Source records:

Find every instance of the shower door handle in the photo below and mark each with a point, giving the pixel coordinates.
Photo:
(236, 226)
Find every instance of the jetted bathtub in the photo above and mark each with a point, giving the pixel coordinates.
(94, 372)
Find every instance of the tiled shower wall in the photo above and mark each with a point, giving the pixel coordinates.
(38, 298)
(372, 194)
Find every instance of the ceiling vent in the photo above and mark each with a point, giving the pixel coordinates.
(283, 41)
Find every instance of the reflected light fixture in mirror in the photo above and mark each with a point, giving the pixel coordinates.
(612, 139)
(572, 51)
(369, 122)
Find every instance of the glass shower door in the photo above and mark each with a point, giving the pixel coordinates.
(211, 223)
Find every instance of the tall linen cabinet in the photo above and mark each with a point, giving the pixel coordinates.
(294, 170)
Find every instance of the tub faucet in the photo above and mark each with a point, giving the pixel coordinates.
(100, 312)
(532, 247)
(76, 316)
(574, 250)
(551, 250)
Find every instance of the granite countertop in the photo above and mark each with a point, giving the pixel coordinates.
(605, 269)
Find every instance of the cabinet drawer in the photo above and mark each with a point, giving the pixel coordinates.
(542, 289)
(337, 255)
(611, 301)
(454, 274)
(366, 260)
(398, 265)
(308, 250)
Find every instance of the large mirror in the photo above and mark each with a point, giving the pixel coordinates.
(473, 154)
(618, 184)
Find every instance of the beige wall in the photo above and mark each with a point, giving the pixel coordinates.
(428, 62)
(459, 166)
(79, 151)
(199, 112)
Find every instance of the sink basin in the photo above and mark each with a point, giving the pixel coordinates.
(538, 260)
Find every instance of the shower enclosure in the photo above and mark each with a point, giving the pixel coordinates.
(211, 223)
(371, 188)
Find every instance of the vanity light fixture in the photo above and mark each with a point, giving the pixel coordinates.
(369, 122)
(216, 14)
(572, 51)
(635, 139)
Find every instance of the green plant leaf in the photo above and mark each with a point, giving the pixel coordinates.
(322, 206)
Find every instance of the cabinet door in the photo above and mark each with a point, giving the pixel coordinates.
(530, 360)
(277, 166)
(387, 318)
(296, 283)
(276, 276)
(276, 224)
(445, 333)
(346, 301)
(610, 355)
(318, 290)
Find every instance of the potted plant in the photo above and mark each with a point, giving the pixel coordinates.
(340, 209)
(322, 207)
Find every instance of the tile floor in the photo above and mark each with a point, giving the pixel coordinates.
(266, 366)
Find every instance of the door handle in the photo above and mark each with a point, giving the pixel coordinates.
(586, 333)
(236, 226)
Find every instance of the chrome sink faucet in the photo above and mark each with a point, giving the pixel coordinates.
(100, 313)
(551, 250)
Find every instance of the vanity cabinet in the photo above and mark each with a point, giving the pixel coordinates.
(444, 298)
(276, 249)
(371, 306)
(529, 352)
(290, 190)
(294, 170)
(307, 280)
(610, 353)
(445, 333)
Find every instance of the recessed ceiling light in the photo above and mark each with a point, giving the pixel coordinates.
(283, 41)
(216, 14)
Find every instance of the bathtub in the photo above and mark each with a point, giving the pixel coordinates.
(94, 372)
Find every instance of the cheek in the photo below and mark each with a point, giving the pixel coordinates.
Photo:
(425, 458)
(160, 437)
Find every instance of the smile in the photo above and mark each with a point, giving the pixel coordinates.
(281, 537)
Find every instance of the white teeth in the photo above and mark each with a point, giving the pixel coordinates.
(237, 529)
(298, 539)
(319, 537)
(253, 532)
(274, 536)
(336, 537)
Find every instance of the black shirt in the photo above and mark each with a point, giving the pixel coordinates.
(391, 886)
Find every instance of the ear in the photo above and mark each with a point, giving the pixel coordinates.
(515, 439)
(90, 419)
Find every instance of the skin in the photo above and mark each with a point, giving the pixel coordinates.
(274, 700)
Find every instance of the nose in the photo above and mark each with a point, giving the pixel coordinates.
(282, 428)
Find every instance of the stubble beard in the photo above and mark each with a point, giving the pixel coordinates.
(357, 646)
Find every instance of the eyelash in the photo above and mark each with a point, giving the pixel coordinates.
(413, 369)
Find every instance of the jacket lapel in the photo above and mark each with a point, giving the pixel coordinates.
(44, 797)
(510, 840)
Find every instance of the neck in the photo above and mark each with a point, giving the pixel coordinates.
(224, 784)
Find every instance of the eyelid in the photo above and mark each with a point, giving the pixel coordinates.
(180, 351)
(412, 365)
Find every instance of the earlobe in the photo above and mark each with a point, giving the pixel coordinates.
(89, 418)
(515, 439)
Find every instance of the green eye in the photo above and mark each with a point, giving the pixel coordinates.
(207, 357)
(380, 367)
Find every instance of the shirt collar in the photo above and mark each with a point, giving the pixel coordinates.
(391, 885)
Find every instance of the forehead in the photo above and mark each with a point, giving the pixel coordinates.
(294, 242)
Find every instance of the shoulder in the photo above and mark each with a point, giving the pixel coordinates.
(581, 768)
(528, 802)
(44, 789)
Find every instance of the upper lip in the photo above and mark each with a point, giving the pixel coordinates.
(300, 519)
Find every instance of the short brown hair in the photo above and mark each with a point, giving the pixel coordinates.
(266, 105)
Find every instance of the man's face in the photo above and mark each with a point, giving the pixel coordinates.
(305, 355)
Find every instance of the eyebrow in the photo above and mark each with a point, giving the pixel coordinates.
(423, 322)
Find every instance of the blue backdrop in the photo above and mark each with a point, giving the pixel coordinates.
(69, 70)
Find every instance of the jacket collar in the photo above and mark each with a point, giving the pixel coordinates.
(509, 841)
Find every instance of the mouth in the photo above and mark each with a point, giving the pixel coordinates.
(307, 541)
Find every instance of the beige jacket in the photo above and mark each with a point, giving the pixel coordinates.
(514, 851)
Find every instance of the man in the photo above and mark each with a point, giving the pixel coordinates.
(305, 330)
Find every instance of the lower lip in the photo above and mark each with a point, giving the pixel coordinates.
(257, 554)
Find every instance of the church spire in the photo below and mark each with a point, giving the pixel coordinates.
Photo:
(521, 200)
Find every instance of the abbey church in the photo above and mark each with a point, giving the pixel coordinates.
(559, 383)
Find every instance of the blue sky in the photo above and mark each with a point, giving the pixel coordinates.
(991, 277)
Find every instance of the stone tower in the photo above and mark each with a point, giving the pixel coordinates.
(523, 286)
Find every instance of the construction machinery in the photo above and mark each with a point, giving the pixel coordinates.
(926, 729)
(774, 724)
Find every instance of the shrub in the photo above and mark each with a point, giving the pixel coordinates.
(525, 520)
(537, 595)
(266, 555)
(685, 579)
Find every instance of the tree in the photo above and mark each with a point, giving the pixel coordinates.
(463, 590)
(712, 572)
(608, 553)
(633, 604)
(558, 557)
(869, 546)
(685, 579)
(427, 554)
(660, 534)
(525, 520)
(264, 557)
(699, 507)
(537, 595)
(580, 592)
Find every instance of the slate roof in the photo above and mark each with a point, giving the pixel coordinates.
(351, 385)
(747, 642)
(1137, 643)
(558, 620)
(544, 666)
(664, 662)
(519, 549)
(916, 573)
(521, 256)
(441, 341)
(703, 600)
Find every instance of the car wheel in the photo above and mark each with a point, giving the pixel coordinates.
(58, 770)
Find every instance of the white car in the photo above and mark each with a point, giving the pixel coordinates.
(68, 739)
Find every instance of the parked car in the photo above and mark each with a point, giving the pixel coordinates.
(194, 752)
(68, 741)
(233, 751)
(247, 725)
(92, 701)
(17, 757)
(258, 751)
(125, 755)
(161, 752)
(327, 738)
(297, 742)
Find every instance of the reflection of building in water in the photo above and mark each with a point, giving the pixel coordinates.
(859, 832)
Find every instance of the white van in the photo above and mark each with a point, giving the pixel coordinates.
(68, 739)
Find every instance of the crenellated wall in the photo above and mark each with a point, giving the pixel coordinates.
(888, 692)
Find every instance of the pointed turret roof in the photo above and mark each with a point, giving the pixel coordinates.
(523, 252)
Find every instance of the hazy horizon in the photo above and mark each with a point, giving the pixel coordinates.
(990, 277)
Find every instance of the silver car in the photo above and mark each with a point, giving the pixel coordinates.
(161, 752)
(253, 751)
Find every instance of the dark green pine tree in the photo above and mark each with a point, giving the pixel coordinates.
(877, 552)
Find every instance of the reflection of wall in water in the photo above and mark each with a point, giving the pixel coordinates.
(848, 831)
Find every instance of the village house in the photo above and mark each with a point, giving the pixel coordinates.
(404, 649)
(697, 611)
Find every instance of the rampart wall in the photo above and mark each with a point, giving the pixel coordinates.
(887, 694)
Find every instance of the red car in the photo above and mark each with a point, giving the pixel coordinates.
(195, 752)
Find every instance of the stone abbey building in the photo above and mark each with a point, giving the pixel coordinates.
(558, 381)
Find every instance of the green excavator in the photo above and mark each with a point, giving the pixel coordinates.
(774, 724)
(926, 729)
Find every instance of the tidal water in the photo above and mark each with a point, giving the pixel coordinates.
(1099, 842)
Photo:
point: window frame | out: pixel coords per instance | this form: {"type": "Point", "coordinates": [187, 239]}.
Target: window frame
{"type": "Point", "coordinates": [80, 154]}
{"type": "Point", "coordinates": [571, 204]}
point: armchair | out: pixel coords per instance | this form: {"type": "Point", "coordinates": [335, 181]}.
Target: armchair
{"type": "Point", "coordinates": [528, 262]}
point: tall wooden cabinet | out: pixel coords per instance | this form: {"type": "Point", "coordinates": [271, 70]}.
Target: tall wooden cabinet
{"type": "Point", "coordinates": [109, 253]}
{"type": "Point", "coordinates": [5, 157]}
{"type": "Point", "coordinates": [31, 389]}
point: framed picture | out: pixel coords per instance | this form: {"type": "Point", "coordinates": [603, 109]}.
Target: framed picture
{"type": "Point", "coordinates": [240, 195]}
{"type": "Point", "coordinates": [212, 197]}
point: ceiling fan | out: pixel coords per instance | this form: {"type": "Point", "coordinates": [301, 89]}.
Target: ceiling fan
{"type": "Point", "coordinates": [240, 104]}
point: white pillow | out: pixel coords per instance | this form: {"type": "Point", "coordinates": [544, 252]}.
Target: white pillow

Task details: From the records above, pick out and copy each line holding the word "pillow".

Result for this exercise:
point: white pillow | out: pixel coords per instance | this form: {"type": "Point", "coordinates": [544, 252]}.
Target: white pillow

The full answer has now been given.